[[ Given data, beginning ]]
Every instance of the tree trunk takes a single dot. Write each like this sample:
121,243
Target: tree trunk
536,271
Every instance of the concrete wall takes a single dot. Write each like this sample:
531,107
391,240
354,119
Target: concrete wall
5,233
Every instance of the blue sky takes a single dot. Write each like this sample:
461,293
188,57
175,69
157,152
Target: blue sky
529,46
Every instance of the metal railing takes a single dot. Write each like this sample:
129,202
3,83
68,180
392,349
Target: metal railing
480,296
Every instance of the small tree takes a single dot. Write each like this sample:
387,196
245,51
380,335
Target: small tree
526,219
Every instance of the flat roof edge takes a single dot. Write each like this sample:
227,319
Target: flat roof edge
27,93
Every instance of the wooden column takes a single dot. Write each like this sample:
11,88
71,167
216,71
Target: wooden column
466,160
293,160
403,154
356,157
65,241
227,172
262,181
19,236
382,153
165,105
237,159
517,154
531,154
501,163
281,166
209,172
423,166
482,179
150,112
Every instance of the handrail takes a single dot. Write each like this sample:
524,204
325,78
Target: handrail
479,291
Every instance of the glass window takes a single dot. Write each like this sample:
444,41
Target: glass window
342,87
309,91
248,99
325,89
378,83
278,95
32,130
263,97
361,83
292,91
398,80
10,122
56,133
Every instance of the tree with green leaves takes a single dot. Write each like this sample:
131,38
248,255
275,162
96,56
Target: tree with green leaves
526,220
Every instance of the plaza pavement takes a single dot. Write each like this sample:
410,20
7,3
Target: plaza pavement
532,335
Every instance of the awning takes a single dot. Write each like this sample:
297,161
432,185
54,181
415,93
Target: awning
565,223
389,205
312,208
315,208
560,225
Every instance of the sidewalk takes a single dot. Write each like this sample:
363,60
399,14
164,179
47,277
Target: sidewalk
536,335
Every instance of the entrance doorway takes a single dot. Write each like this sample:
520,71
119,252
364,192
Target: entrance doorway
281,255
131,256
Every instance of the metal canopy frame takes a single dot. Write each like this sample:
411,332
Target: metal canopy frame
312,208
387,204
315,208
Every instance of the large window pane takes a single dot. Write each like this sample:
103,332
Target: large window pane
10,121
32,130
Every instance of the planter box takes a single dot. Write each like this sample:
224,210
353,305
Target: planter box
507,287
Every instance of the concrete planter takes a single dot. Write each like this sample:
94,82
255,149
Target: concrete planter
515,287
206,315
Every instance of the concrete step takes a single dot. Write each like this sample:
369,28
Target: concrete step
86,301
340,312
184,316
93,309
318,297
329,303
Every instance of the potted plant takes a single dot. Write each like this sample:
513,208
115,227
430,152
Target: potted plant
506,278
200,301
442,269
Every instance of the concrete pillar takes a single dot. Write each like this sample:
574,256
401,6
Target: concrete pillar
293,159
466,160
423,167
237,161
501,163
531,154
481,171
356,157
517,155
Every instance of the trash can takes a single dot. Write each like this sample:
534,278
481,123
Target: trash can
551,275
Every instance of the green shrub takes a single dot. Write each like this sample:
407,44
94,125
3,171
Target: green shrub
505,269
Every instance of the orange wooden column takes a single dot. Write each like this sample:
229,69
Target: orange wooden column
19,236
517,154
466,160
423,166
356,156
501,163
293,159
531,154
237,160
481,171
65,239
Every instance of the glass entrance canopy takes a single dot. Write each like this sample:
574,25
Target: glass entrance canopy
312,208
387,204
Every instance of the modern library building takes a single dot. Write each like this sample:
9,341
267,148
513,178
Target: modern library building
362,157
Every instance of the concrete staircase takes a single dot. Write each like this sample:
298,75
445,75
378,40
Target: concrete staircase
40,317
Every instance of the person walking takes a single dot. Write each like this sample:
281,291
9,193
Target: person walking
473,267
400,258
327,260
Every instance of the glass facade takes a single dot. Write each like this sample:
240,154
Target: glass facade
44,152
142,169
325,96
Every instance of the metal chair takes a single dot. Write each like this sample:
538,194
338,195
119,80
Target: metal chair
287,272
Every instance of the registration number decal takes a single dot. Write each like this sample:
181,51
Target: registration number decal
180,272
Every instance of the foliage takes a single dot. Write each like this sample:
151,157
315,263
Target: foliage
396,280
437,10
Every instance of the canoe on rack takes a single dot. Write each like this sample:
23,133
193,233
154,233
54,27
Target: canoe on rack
[[ Given data, end ]]
→ Exercise directions
Check each line above for "rack" and return the ones that have it.

→ Written answer
Every instance of the canoe on rack takes a single dot. Write each like this sample:
Target: canoe on rack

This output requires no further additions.